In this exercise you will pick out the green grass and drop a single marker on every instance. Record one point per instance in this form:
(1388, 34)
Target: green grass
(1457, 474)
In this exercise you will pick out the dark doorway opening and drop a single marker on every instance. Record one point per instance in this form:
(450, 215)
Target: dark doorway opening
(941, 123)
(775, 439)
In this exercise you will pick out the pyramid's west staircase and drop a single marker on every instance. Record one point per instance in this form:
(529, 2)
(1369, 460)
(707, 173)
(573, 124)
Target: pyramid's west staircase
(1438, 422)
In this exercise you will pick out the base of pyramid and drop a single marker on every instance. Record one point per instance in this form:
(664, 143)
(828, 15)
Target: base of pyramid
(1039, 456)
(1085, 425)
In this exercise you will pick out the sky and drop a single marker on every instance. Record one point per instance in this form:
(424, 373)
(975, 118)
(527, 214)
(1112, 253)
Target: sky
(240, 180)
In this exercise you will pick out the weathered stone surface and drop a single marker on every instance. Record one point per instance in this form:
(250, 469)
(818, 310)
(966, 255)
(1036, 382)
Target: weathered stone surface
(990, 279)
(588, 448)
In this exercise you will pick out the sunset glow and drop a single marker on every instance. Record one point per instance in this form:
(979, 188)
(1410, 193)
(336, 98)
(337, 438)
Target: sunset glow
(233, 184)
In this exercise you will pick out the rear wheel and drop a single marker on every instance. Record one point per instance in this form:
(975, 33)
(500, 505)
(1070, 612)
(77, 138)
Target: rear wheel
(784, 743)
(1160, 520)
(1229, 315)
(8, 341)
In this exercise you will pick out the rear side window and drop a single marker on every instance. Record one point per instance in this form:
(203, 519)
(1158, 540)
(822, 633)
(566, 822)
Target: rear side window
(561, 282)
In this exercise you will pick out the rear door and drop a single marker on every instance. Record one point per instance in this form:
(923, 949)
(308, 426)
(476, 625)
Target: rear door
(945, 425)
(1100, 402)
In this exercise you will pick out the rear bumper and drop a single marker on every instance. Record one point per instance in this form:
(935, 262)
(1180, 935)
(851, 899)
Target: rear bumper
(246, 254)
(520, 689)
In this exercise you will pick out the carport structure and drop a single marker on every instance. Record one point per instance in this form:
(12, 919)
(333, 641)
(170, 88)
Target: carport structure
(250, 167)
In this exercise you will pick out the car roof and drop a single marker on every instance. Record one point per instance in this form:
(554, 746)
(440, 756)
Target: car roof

━━━━━━━━━━━━━━━━━━━━━━━━━━━━━━

WHAT YOU NEED TO DO —
A word-for-word copy of the listing is the expected answer.

RESPONSE FOR THIS EXERCISE —
In this exercise you will pick out the green grass and drop a single marker on every instance. Record one point per instance in this form:
(1388, 34)
Target: green grass
(1457, 474)
In this exercise you will pick out the dark doorway opening and drop a single marker on every instance. Record one point per instance in this form:
(450, 215)
Target: dark doorway opening
(941, 123)
(775, 439)
In this exercise you will pick out the pyramid's west staircase and drop a single marker on every instance. Record one point per instance in this form:
(529, 2)
(1369, 460)
(707, 173)
(573, 124)
Target: pyramid's west staircase
(1438, 422)
In this exercise you will pick out the base of pyramid and drop a single marker on every instance. Record one point per instance in this form:
(664, 143)
(828, 15)
Target: base of pyramid
(1039, 456)
(1085, 425)
In this exercise you will pick out the sky and drop a single marker on every instance. Record one point per instance in this form:
(424, 373)
(975, 118)
(527, 214)
(1112, 253)
Target: sky
(240, 180)
In this exercise you will pick out the weathered stone surface and drop a single marker on every instance. Record one point per instance in this form:
(250, 469)
(818, 310)
(966, 255)
(1036, 382)
Target: weathered stone surface
(990, 279)
(588, 448)
In this exercise you will pick out the sunset glow and drop a single marker on every instance. Record one point per instance in this form:
(979, 188)
(1410, 193)
(336, 98)
(337, 438)
Target: sunset glow
(233, 184)
In this exercise you will pick out the rear wheel and drop a single marker on every instance. Record one point per instance in this form:
(975, 33)
(500, 505)
(1070, 612)
(77, 138)
Target: rear wheel
(784, 743)
(1160, 520)
(1229, 315)
(8, 341)
In this exercise you will pick out the rear side window and drop a single marker on every instance. Record one point per instance in this form:
(203, 519)
(1158, 540)
(822, 633)
(566, 822)
Target: rear side window
(561, 282)
In this exercise you will pick out the rear door and drop a single marker on every instance. Record one point per instance in this form:
(923, 949)
(308, 426)
(476, 625)
Target: rear door
(945, 425)
(1100, 402)
In this exercise you will pick out the rear bumper and drop a single marker on every instance. Record one point per instance in this form:
(935, 262)
(1180, 935)
(851, 899)
Target: rear bumper
(246, 254)
(520, 689)
In this exercise you will pick out the carport structure and drop a single marker on every instance. Record one point per instance in this form:
(12, 919)
(333, 641)
(170, 88)
Target: carport structure
(250, 167)
In this exercise you will pick out the car roof and drop a single marker on every instance. Record one point per instance in this form:
(554, 746)
(440, 756)
Target: car roof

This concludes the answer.